--- Begin STORED ROWS ---
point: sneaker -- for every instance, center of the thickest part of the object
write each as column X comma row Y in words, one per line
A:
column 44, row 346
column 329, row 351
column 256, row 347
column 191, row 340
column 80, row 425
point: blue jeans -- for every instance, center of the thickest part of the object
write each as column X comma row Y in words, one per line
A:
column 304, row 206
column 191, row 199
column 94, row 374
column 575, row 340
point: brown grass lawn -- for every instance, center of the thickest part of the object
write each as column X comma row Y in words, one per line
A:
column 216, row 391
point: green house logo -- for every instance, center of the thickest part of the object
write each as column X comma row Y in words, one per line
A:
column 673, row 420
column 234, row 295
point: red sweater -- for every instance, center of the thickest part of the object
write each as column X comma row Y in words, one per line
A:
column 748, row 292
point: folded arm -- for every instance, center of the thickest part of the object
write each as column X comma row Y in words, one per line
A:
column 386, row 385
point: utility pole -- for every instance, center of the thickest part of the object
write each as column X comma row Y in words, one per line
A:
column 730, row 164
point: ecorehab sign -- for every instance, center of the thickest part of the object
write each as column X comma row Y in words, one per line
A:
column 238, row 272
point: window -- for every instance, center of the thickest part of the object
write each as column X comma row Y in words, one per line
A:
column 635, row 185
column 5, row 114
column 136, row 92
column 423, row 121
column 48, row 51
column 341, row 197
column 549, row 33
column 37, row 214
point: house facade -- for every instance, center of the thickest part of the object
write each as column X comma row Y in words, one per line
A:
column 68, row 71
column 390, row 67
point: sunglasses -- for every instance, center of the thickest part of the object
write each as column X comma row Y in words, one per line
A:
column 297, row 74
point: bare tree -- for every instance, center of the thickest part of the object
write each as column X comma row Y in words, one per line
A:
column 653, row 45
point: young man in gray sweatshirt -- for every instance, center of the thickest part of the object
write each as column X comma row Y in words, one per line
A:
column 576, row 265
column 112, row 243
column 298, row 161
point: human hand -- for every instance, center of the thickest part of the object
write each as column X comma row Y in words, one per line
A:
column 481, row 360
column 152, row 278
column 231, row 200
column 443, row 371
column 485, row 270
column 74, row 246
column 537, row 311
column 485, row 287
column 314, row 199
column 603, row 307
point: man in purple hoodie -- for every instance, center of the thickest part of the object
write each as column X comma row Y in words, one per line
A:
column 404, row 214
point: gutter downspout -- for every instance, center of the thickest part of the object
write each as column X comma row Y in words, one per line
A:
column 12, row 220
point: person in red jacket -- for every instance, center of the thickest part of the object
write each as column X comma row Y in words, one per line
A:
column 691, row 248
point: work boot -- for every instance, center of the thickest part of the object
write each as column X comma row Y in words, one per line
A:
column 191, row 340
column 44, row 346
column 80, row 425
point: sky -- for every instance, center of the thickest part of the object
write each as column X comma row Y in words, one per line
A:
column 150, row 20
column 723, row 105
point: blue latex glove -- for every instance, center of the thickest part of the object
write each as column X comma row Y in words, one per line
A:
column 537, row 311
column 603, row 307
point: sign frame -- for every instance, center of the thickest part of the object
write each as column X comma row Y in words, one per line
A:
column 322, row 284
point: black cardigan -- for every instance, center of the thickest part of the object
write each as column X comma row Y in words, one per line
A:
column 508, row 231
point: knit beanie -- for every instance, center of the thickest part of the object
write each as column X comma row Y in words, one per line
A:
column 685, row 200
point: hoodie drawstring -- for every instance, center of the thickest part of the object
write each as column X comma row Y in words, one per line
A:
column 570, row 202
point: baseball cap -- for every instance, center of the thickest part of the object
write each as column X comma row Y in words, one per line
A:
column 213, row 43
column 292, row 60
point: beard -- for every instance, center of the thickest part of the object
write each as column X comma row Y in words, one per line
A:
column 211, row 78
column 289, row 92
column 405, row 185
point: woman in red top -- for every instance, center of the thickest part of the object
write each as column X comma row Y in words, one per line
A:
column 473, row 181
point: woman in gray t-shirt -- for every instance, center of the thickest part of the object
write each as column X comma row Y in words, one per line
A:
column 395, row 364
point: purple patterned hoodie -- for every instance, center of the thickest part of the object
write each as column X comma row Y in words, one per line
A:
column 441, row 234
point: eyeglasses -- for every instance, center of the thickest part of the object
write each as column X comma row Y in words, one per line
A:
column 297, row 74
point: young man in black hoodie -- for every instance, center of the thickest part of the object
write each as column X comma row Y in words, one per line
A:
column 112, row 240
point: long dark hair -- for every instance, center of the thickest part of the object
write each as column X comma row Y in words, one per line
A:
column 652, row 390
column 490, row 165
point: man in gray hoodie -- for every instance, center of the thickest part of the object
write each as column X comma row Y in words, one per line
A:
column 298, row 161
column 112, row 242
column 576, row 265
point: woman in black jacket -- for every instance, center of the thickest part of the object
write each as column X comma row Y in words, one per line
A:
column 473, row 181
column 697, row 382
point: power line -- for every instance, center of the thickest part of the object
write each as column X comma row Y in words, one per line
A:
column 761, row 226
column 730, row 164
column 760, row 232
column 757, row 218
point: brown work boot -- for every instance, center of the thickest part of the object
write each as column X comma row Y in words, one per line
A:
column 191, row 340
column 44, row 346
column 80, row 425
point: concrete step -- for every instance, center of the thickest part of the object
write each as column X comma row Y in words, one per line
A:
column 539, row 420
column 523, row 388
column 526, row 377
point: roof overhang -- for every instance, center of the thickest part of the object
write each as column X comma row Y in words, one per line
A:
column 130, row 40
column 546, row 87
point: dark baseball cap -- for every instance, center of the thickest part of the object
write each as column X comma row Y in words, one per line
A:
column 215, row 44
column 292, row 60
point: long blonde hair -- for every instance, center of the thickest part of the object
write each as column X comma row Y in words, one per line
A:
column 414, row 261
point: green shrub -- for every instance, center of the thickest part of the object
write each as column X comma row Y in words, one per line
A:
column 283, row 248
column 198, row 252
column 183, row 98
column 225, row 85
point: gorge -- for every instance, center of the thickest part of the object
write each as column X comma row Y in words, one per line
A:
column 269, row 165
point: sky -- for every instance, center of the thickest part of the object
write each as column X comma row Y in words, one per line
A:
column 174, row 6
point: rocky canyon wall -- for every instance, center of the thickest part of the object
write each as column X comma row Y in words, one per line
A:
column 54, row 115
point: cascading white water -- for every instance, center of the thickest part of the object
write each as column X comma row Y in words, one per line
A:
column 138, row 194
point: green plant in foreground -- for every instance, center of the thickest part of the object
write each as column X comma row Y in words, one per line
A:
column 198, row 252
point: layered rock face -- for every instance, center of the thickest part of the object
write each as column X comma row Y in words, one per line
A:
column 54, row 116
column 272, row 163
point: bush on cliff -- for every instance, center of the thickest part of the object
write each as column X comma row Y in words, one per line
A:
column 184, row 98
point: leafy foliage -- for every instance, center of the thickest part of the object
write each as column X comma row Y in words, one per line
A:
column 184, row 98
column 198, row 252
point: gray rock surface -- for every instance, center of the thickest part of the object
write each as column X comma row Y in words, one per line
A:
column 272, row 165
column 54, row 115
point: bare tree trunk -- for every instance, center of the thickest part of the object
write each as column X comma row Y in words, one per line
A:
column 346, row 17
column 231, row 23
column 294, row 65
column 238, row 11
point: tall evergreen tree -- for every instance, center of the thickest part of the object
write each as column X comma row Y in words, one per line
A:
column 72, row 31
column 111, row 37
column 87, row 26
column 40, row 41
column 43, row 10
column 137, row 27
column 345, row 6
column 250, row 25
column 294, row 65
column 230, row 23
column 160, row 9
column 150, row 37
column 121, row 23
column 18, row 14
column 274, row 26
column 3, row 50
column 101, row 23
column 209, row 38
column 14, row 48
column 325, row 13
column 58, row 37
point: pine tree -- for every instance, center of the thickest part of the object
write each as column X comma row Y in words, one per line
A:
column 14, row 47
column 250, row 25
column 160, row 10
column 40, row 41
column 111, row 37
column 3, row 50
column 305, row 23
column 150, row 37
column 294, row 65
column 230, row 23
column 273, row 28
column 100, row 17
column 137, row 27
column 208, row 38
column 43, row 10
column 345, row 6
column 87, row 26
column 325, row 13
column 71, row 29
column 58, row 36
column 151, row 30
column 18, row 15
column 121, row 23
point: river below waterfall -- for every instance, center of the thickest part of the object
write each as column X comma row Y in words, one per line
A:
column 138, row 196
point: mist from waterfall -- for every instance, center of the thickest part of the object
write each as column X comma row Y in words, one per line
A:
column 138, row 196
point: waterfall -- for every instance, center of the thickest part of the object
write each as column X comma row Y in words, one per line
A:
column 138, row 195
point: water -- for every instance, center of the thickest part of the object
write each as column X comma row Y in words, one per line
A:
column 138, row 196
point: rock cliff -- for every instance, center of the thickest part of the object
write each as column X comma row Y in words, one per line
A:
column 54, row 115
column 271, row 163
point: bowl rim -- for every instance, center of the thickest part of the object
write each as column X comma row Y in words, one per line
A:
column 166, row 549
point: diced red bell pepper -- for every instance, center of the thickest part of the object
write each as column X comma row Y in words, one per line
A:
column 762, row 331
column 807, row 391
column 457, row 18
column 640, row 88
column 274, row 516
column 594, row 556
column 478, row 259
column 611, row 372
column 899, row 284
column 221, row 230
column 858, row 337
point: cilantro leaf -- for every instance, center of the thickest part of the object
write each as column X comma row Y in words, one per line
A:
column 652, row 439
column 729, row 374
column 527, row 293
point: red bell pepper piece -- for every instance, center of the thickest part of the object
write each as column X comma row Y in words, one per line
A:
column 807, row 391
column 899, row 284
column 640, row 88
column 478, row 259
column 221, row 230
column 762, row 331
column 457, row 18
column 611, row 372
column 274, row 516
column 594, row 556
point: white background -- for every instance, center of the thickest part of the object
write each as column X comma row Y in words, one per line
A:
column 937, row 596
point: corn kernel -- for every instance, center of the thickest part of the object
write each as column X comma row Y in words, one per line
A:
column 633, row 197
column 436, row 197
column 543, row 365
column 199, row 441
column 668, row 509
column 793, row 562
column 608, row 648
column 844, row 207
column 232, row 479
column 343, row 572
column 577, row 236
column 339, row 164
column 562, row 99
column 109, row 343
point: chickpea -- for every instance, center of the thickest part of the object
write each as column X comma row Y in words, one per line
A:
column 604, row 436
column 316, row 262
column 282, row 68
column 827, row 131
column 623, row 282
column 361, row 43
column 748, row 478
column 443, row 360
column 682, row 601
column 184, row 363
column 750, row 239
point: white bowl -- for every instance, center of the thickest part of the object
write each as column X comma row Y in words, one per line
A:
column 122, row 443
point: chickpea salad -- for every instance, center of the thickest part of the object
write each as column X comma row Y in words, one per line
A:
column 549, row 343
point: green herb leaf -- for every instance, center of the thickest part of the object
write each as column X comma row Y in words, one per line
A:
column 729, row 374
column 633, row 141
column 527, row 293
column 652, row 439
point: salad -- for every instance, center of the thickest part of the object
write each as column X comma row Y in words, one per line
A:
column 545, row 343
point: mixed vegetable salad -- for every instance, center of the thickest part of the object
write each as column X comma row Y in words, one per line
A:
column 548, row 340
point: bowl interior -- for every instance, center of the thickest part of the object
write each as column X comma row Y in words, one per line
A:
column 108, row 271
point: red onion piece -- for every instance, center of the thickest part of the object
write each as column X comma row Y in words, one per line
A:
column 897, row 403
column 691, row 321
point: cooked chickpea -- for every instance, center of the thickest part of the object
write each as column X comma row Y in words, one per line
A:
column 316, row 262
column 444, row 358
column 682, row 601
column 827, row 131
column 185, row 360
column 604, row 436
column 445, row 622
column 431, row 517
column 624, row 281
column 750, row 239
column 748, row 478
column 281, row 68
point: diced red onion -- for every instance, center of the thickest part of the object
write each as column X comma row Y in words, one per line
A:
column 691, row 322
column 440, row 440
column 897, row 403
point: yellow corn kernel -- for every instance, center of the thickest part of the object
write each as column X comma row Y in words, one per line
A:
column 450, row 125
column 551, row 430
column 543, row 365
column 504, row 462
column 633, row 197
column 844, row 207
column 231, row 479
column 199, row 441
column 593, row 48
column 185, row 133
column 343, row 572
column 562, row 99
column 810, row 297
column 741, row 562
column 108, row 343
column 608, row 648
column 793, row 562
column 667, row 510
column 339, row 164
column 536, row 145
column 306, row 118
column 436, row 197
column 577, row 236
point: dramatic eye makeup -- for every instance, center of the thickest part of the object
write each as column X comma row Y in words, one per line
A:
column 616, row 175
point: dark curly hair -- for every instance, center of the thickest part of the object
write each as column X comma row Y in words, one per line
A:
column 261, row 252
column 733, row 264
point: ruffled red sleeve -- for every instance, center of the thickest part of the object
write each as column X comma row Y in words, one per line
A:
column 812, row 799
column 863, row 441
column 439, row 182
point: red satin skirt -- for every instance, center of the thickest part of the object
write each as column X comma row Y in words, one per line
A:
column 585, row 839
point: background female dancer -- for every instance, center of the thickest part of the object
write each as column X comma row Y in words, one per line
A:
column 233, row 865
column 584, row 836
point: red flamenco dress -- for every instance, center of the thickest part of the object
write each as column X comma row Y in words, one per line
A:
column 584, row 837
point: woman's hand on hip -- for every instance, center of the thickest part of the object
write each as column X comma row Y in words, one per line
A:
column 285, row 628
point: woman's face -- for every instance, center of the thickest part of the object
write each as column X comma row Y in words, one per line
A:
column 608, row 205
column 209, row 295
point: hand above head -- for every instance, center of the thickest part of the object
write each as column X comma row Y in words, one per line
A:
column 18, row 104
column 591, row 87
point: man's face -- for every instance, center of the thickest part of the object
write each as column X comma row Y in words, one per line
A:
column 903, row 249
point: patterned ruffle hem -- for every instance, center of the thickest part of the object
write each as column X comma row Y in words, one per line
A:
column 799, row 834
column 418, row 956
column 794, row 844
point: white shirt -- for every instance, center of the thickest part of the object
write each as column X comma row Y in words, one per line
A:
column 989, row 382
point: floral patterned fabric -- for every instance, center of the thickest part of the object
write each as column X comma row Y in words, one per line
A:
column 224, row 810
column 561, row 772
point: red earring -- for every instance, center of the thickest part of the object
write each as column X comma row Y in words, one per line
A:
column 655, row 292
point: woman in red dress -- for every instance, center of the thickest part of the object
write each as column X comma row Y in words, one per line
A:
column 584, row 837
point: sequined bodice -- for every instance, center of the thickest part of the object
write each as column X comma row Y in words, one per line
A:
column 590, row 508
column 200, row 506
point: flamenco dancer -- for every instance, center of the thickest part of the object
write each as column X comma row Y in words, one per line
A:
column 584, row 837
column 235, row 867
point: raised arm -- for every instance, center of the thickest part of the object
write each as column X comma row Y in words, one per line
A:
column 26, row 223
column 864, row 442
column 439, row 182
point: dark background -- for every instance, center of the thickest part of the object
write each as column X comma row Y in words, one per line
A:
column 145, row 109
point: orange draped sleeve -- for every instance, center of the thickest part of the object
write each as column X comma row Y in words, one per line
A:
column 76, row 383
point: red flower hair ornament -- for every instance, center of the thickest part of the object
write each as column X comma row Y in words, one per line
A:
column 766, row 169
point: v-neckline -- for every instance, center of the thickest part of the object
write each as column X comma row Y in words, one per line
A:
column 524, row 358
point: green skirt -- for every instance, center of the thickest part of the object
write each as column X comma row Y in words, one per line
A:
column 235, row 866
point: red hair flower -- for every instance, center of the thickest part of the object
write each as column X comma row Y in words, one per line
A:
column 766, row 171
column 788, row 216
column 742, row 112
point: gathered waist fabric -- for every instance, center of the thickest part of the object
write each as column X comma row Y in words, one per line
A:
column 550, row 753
--- End STORED ROWS ---
◆ YOUR GOAL
Please convert the records above into a Markdown table with the columns No. and Record line, numbering each row and leaving out blank lines. Begin at the line that contains "point: raised arm" and stop after the line that contains "column 766, row 169".

◆ ANSWER BELOW
| No. | Record line |
|---|---|
| 1 | point: raised arm -- for every instance, center of the thickest part of the object |
| 2 | write each as column X comma row Y in words, one per line |
| 3 | A: |
| 4 | column 26, row 223 |
| 5 | column 864, row 442 |
| 6 | column 439, row 182 |
| 7 | point: dark background -- for every instance, center of the thickest part of the object |
| 8 | write each as column X comma row Y in words, one per line |
| 9 | A: |
| 10 | column 145, row 109 |
| 11 | point: orange draped sleeve -- for every instance, center of the thickest part of the object |
| 12 | write each as column X comma row Y in words, one per line |
| 13 | A: |
| 14 | column 76, row 383 |
| 15 | point: red flower hair ornament -- for every instance, center of the thickest part of the object |
| 16 | write each as column X comma row Y in words, one per line |
| 17 | A: |
| 18 | column 766, row 169 |